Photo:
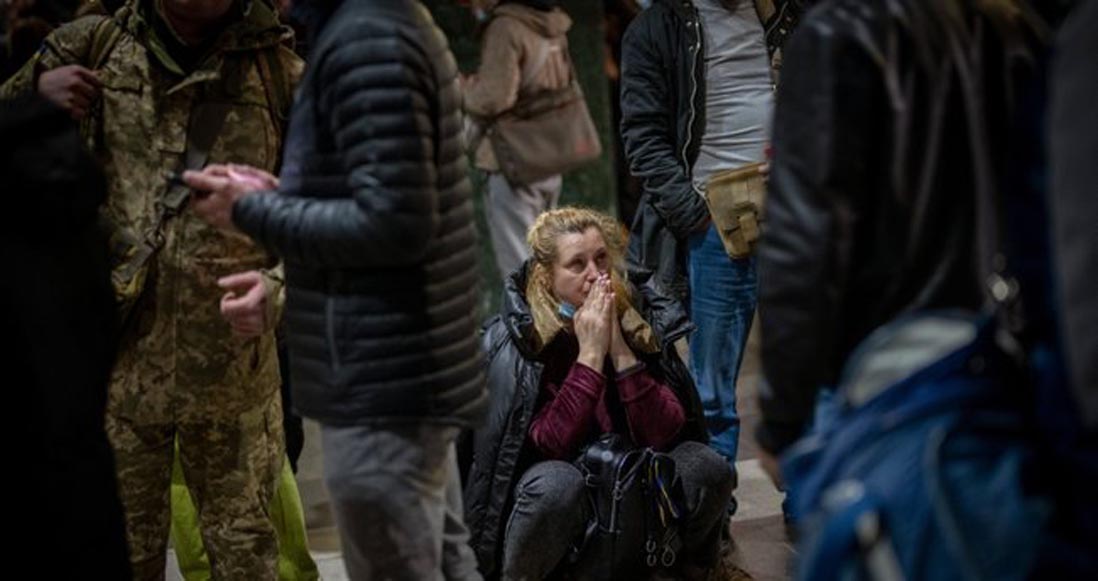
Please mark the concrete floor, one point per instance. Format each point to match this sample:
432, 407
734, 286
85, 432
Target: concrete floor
762, 545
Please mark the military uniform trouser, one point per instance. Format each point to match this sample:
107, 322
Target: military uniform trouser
232, 468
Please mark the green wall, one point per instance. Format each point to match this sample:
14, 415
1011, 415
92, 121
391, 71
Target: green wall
593, 185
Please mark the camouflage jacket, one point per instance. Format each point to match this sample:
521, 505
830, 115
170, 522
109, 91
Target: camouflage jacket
178, 359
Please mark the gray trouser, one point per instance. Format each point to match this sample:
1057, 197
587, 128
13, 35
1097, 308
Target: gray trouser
396, 498
511, 211
551, 512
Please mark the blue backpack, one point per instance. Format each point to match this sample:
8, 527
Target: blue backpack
920, 473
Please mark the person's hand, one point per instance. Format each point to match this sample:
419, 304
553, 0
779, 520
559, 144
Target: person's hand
259, 178
73, 88
593, 322
244, 306
622, 355
217, 187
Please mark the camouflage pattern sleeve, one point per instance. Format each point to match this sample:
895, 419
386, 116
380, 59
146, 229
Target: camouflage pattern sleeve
275, 279
67, 45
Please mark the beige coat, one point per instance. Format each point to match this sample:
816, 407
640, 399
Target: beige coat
524, 53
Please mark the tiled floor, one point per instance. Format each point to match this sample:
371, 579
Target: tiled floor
762, 546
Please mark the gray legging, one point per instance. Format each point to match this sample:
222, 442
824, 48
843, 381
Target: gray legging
551, 512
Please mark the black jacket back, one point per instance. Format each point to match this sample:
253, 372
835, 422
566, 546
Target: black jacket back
374, 223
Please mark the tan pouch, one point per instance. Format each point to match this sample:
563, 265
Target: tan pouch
736, 205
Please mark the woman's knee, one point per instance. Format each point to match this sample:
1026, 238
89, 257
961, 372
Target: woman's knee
701, 467
553, 484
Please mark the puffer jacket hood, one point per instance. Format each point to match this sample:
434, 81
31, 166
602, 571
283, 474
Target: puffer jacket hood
550, 24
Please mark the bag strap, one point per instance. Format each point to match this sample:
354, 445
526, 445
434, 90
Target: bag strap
205, 124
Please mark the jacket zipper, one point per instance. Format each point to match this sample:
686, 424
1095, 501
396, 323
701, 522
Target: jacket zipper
695, 48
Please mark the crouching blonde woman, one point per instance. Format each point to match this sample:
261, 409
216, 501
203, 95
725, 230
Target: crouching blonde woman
578, 352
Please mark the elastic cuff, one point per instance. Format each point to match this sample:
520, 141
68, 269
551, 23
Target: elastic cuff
639, 366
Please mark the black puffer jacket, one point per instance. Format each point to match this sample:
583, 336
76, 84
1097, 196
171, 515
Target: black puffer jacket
374, 223
872, 193
514, 378
662, 120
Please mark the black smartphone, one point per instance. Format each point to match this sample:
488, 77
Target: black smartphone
176, 178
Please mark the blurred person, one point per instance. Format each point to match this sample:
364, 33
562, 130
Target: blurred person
372, 215
696, 101
575, 353
161, 87
58, 313
524, 55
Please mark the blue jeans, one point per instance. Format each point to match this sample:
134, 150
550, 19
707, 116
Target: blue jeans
724, 293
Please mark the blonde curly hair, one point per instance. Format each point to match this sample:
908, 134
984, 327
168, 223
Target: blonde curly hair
542, 239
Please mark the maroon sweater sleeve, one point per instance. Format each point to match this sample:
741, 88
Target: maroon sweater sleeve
566, 420
654, 413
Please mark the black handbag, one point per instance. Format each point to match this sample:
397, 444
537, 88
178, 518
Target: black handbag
636, 502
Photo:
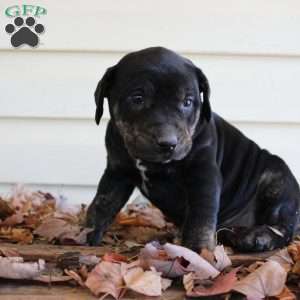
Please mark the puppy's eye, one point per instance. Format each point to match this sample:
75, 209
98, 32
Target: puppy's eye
137, 99
188, 101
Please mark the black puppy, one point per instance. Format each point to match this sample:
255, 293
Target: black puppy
203, 173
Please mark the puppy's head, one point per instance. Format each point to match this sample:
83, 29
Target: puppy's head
157, 99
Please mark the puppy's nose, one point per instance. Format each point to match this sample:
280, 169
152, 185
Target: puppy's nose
167, 144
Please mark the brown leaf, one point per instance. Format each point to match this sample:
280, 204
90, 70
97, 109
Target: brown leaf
173, 261
15, 268
74, 275
286, 294
222, 284
268, 280
114, 257
148, 283
62, 231
145, 214
18, 235
9, 252
106, 278
13, 220
5, 209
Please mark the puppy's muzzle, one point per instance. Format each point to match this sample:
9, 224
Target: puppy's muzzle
167, 144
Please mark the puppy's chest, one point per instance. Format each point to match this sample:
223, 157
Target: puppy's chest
154, 177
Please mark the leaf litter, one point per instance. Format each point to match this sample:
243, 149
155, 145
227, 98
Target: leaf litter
144, 257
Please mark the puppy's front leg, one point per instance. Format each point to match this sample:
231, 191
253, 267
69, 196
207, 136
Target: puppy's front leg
204, 190
113, 191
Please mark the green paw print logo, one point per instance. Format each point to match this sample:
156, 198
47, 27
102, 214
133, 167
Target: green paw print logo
25, 30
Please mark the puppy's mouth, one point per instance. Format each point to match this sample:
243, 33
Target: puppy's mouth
148, 153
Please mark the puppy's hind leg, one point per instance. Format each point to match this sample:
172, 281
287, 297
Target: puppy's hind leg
277, 213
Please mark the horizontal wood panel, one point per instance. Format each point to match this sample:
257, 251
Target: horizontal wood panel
72, 152
61, 85
231, 26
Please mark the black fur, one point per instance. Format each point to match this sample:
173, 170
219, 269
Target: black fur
202, 172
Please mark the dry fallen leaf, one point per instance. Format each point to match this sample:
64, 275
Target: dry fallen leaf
15, 268
75, 276
173, 261
148, 282
286, 294
196, 264
19, 235
221, 260
267, 280
222, 284
106, 278
142, 215
15, 219
62, 231
5, 209
114, 257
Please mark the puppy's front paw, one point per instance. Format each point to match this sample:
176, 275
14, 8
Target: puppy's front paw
94, 238
200, 245
258, 238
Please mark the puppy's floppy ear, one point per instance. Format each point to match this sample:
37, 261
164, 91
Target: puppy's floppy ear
102, 91
204, 87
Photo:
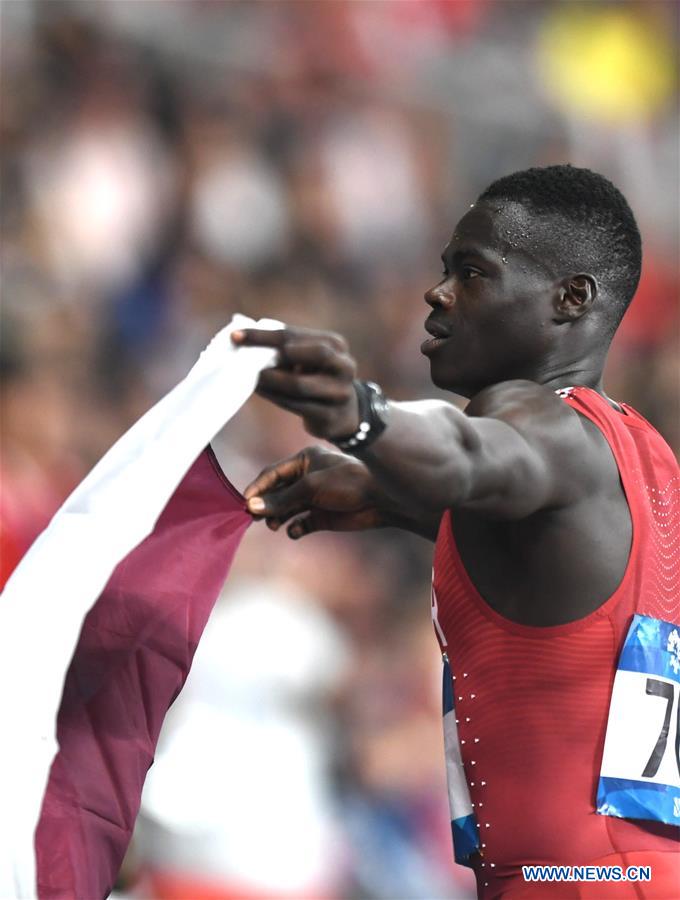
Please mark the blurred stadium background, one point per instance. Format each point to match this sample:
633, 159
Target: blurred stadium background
166, 164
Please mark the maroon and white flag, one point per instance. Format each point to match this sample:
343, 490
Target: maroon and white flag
101, 620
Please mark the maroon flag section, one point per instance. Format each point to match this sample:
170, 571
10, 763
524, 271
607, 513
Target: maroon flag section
132, 659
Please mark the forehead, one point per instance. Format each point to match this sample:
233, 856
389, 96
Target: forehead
493, 225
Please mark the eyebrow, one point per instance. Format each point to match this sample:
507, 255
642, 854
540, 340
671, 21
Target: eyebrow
460, 252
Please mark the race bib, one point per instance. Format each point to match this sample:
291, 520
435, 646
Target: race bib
640, 775
464, 828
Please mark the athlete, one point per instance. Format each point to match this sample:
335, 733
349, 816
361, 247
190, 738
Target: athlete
556, 516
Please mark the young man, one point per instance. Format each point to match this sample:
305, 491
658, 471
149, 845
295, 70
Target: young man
556, 515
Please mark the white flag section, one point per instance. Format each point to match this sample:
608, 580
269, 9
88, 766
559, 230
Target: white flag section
48, 596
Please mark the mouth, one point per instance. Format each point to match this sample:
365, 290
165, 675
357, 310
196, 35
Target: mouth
440, 335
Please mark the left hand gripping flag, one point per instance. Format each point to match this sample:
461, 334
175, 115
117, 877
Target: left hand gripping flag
100, 622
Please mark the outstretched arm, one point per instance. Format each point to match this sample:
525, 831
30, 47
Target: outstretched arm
325, 490
515, 450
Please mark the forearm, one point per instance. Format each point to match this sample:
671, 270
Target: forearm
423, 459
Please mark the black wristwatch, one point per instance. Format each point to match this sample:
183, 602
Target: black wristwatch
373, 411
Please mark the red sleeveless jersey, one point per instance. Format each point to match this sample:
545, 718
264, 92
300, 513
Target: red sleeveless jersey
532, 703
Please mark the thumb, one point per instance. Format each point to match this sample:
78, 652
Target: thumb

....................

* [What the task asks] Extract exactly the lines between the line containing "Please mark the white" and the end of the data, including both.

* [Answer to this problem]
Please mark the white flag section, one point per instance. Format each point to match this sample:
608, 580
269, 9
88, 766
559, 230
Target: white flag section
48, 596
Please mark the mouth, one point per instance. Format each point to match this sample:
365, 290
165, 675
357, 310
196, 35
Target: mouth
440, 335
Please mark the left hand gripping flag, one point per instance. Format each point to match this sample:
461, 334
175, 115
117, 877
Target: left hand gripping flag
100, 622
Please mark the outstretched arm, one point per instance. Format each point to match this sample:
525, 831
30, 47
Target: outstretched arm
325, 490
515, 450
Please mark the forearm, one point per instance. Format each point to match this sample:
671, 270
Target: forearm
423, 459
Please mark the black wristwatch, one point per instance. Format each point to match this sample:
183, 602
Target: black wristwatch
373, 411
Please mark the red sleeveless jersey, one point per instance. Format each point to match this sample:
545, 718
264, 92
300, 513
Target: red sleeveless jersey
532, 703
Please mark the thumb, one point per instance. Format each point to match this sample:
78, 652
Target: thumb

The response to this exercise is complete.